Text:
^^^^^^^^
Thomas Porter Hawley (July 18, 1830 – October 7, 1907) was a justice of the Supreme Court of Nevada and a United States district judge of the United States District Court for the District of Nevada.

Education and career

Born in Milan, Indiana, Hawley read law to enter the bar in 1857. He was in private practice in Nevada City, California from 1858 to 1868, serving as a district attorney for Nevada County, California from 1863 to 1864. He relocated his private practice to Hamilton, Nevada from 1868 to 1870, and then to Eureka, Nevada until 1872. Hawley then served as a justice of the Supreme Court of Nevada from 1872 to 1890.

Federal judicial service

On August 30, 1890, Hawley was nominated by President Benjamin Harrison to a seat on the United States District Court for the District of Nevada vacated by Judge George Myron Sabin. Hawley was confirmed by the United States Senate on September 9, 1890, and received his commission the same day. Hawley retired from the bench on June 30, 1906. He died in San Francisco, California.
^^^^^^^^
Data lines:
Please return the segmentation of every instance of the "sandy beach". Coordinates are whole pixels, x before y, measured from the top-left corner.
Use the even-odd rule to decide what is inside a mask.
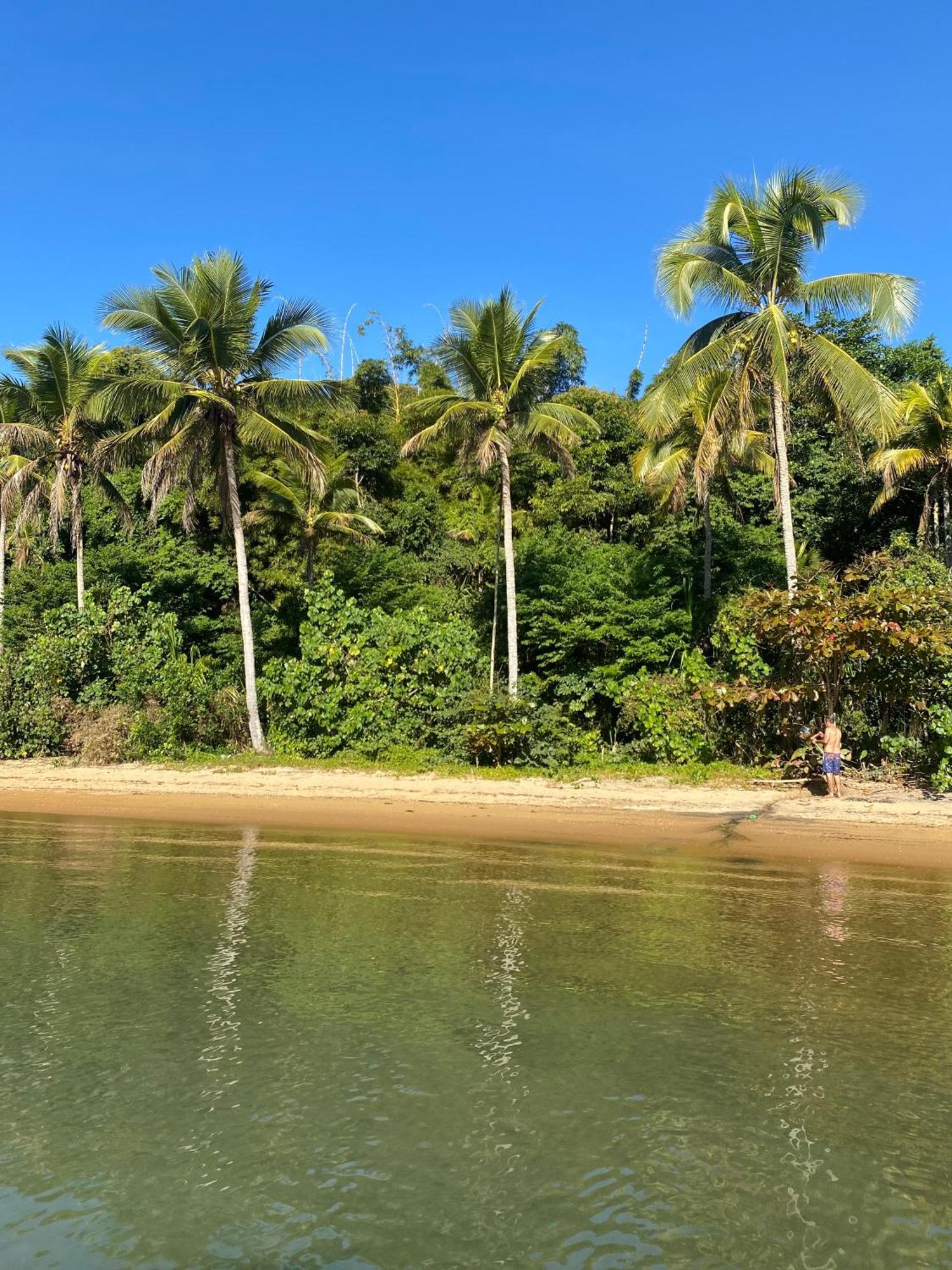
[[[739,855],[952,866],[952,799],[877,785],[833,800],[800,787],[664,779],[562,784],[29,759],[0,763],[0,812],[611,847],[665,842]]]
^^^^^^^^
What needs to be done:
Reproduce the entire Hawley biography word for word. The listing has no connection to the biography of Thomas Porter Hawley.

Problem solution:
Thomas Porter Hawley (July 18, 1830 – October 7, 1907) was a justice of the Supreme Court of Nevada and a United States district judge of the United States District Court for the District of Nevada.

Education and career

Born in Milan, Indiana, Hawley read law to enter the bar in 1857. He was in private practice in Nevada City, California from 1858 to 1868, serving as a district attorney for Nevada County, California from 1863 to 1864. He relocated his private practice to Hamilton, Nevada from 1868 to 1870, and then to Eureka, Nevada until 1872. Hawley then served as a justice of the Supreme Court of Nevada from 1872 to 1890.

Federal judicial service

On August 30, 1890, Hawley was nominated by President Benjamin Harrison to a seat on the United States District Court for the District of Nevada vacated by Judge George Myron Sabin. Hawley was confirmed by the United States Senate on September 9, 1890, and received his commission the same day. Hawley retired from the bench on June 30, 1906. He died in San Francisco, California.